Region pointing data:
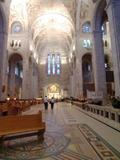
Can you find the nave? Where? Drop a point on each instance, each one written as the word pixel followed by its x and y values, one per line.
pixel 70 135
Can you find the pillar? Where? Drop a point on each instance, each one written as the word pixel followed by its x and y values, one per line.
pixel 113 11
pixel 12 79
pixel 3 65
pixel 25 81
pixel 98 64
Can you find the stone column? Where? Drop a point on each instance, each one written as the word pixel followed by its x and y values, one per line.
pixel 79 78
pixel 26 79
pixel 12 79
pixel 3 65
pixel 98 64
pixel 113 11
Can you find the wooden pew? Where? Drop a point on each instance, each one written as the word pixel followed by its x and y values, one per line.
pixel 21 126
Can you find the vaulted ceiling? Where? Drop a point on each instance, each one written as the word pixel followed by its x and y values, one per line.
pixel 50 23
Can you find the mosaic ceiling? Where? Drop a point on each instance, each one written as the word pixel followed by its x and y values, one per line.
pixel 50 23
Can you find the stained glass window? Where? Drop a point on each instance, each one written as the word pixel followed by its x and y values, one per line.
pixel 53 64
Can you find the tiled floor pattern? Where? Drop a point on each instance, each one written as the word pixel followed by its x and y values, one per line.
pixel 66 139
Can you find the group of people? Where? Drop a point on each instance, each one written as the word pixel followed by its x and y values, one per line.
pixel 46 102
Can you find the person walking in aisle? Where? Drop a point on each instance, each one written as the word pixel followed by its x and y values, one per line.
pixel 52 101
pixel 46 102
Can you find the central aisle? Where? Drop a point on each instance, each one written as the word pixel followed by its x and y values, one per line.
pixel 88 138
pixel 70 135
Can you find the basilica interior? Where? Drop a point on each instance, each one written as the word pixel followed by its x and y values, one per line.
pixel 68 50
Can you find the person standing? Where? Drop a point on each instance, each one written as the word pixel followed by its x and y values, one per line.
pixel 46 102
pixel 52 101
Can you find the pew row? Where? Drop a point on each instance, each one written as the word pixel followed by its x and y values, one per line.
pixel 21 126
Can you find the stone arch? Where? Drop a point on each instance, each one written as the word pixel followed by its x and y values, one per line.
pixel 98 15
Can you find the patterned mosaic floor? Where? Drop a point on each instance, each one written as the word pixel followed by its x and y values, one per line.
pixel 65 139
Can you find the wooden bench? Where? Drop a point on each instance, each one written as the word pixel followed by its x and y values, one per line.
pixel 21 126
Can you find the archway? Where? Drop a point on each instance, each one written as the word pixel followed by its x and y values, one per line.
pixel 104 79
pixel 15 75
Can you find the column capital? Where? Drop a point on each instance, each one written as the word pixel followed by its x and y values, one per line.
pixel 4 32
pixel 97 32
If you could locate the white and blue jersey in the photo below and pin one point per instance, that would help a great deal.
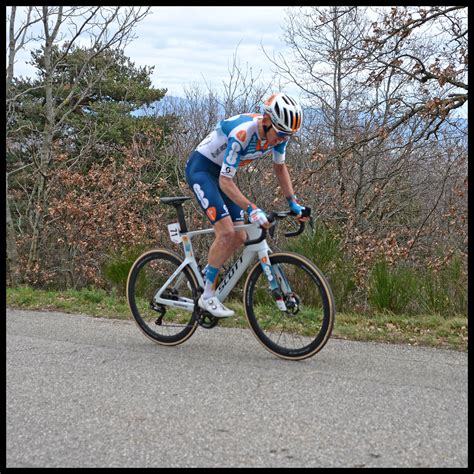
(235, 142)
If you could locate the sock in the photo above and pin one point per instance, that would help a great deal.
(211, 280)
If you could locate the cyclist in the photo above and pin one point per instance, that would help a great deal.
(235, 142)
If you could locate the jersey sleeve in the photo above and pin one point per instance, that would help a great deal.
(279, 153)
(237, 141)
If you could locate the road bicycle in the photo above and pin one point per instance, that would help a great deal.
(287, 300)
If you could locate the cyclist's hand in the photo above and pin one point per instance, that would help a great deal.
(257, 216)
(296, 208)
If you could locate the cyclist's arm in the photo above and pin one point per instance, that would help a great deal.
(284, 180)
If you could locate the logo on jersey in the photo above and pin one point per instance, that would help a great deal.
(242, 135)
(211, 213)
(233, 153)
(200, 195)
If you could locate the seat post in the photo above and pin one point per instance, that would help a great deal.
(181, 219)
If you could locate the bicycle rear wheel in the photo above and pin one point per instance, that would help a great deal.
(164, 324)
(305, 326)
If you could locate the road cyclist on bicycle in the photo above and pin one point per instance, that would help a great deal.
(235, 142)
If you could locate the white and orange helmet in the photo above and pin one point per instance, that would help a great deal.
(286, 114)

The task:
Line by line, restate the data above exactly as it stands, minus the pictures.

Result for this task:
Can you find the nave? Where? Drop a point on each instance, each one written as the word pixel followed by its x and y values, one per line.
pixel 70 135
Can you find the pillar? Where? Drop a point on each instance, each one written as the word pixel followed by its x and y values, one per line.
pixel 113 11
pixel 12 79
pixel 3 65
pixel 25 81
pixel 98 64
Can you find the stone column? Where? Drop a point on each instance, each one written as the word pixel followed by its x and y values, one per line.
pixel 79 78
pixel 26 79
pixel 12 79
pixel 3 65
pixel 98 64
pixel 113 11
Can you find the wooden pew? Where? Drop a point on each instance, each one written as the word pixel followed by its x and y values, one per line.
pixel 21 126
Can you find the vaulted ceiling? Where? Drop a point on each instance, each one written as the word pixel followed by its x and y values, one per line.
pixel 50 23
Can you find the mosaic ceiling? Where? Drop a point on each instance, each one written as the word pixel followed by its x and y values, one per line.
pixel 50 23
Can you find the stained glass window? Where? Drop a point on each instance, each one written as the word pixel followed by its x and y values, one per line.
pixel 53 64
Can you find the tiled floor pattern? Where? Drop a point on each instance, each one written as the word pixel followed by its x and y values, one per line.
pixel 66 139
Can you find the group of people? Where? Drop a point on each instance, each one written as the word pixel followed by its x and y values, one per line.
pixel 46 102
Can you find the person walking in aisle? Where? Drop a point on each instance, each one written as the word pixel followed by its x and y values, one per line.
pixel 52 101
pixel 46 102
Can you find the central aisle? Where? Drop a point on each instance, each one written as the word pixel followed by its x and y values, one per line.
pixel 88 138
pixel 70 135
Can you find the basilica interior? Where? Drop a point on each instance, each one written as the word pixel followed by its x and y values, one per line.
pixel 68 50
Can you find the person standing? Where? Drop a point on each instance, each one written as the word pixel followed by its x and y values, one per line.
pixel 46 102
pixel 52 101
Can you find the pew row? Where? Drop a point on each instance, each one written as the word pixel followed by its x and y values, one per line.
pixel 21 126
Can you find the stone arch? Where? Drop a point on each instance, each one written as the word pixel followed by its x and y values, one per line.
pixel 98 15
Can you find the patterned mosaic floor? Where? Drop a point on each instance, each one written as the word pixel followed by its x and y values, one per line.
pixel 65 139
Can you find the wooden bench? Where? Drop a point on each instance, each one written as the word pixel followed by its x and y values, one per line.
pixel 21 126
Can you find the archway? Where? Drop a point on each instance, each one written as the word pixel followed by its x and y values, one per line.
pixel 104 79
pixel 15 75
Can you find the column capital? Where? Drop a point on each instance, each one written as the word pixel followed by its x and y values, one per line.
pixel 4 32
pixel 97 32
If you could locate the white and blue jersey in the photo below and pin one point per instance, that would help a great deal.
(235, 142)
If you could locate the sock in the photo above and pin one point per instance, that would help a great deal.
(211, 280)
If you could locate the cyclist in the photo above and pin one point per instance, that would help a great deal.
(235, 142)
If you could locate the jersey sleeve in the photo above and pin one point per instance, that would help a great deal.
(279, 153)
(237, 141)
If you could locate the road bicycle in the photo above and pin one point per instance, that would help a great deal.
(287, 300)
If you could locate the cyclist's hand in the photo above and pin one point per instance, that would help a great deal.
(257, 216)
(296, 208)
If you could locate the cyclist's arm in the photo above and pin one point per instance, that would help a great deal.
(284, 180)
If you could locate the logo on jersey in the photo above and pin one point per instance, that would help a great deal.
(242, 135)
(211, 213)
(233, 153)
(200, 195)
If you could locate the seat post in the photo above and pin one point per instance, that would help a great deal.
(181, 219)
If you could locate the bicycle rear wheel in the photo above and pin one point per instance, that would help a great deal.
(164, 324)
(305, 326)
If you could locate the road cyclist on bicycle in the photo above and pin one point per instance, that would help a great deal.
(235, 142)
If you could locate the white and orange helmet in the photo above and pin one point per instance, that would help a great deal.
(286, 114)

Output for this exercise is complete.